# Work task
Write down nothing except how many lines in the entries contain "green".

(Image point grounding data)

%%

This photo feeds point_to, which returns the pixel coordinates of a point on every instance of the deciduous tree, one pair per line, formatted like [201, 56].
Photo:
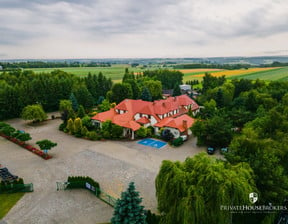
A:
[34, 112]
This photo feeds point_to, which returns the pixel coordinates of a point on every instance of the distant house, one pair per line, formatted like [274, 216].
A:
[185, 89]
[168, 114]
[167, 93]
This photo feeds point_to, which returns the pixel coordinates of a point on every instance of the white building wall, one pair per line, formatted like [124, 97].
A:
[153, 120]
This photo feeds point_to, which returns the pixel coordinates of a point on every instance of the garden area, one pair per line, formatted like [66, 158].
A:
[20, 138]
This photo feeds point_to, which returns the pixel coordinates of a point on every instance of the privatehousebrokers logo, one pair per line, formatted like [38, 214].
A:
[253, 197]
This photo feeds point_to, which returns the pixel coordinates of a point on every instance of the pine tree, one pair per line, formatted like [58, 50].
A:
[78, 127]
[146, 95]
[74, 102]
[128, 208]
[81, 112]
[70, 126]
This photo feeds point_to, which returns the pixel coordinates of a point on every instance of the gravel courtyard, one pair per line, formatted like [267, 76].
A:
[112, 163]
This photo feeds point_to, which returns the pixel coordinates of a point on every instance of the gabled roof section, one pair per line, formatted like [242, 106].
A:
[159, 107]
[143, 120]
[104, 116]
[181, 123]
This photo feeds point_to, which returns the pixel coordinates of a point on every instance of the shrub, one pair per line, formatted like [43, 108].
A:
[141, 132]
[80, 182]
[84, 131]
[151, 218]
[106, 134]
[3, 124]
[86, 121]
[62, 126]
[70, 126]
[8, 130]
[177, 141]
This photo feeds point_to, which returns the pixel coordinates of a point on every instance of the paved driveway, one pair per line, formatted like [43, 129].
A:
[112, 163]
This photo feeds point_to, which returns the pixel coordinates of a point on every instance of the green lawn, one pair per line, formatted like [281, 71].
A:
[116, 72]
[8, 201]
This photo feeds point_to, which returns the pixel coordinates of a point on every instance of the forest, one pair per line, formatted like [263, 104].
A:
[19, 89]
[250, 118]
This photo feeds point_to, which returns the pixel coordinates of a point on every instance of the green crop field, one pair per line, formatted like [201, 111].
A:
[270, 75]
[115, 72]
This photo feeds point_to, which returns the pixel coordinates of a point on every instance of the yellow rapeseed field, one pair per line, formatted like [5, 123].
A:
[235, 72]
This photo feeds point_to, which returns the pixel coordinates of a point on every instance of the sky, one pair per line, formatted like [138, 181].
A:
[52, 29]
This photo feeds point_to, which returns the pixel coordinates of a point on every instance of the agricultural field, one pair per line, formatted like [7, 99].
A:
[116, 72]
[251, 73]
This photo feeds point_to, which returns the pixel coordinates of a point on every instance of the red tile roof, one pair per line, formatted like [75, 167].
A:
[177, 122]
[143, 120]
[159, 107]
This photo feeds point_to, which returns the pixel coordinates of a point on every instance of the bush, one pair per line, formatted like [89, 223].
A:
[106, 134]
[7, 130]
[177, 142]
[151, 218]
[9, 186]
[86, 121]
[62, 126]
[80, 182]
[141, 132]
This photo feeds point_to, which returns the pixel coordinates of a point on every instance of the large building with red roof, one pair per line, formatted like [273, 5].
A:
[168, 114]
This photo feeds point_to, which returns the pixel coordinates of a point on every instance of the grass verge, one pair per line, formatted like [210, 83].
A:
[8, 201]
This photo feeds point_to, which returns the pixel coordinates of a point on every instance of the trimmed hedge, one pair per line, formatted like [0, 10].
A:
[80, 182]
[8, 186]
[177, 142]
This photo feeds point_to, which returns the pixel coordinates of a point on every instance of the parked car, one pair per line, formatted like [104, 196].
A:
[184, 137]
[210, 150]
[223, 150]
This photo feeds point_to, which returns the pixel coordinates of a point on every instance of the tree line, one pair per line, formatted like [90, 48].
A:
[21, 88]
[228, 66]
[50, 64]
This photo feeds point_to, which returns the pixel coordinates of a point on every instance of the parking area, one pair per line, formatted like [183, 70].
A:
[112, 163]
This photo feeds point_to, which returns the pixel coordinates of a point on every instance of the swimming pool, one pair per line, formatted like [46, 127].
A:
[152, 143]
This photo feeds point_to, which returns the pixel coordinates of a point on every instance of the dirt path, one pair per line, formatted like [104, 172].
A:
[112, 163]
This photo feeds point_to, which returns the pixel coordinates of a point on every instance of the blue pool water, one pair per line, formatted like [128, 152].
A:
[152, 143]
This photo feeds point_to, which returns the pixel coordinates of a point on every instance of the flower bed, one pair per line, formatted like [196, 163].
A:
[28, 147]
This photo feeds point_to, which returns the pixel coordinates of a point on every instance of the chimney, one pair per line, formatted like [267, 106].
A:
[184, 123]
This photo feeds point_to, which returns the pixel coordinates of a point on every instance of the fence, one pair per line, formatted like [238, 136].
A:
[94, 190]
[13, 188]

%%

# Written solution
2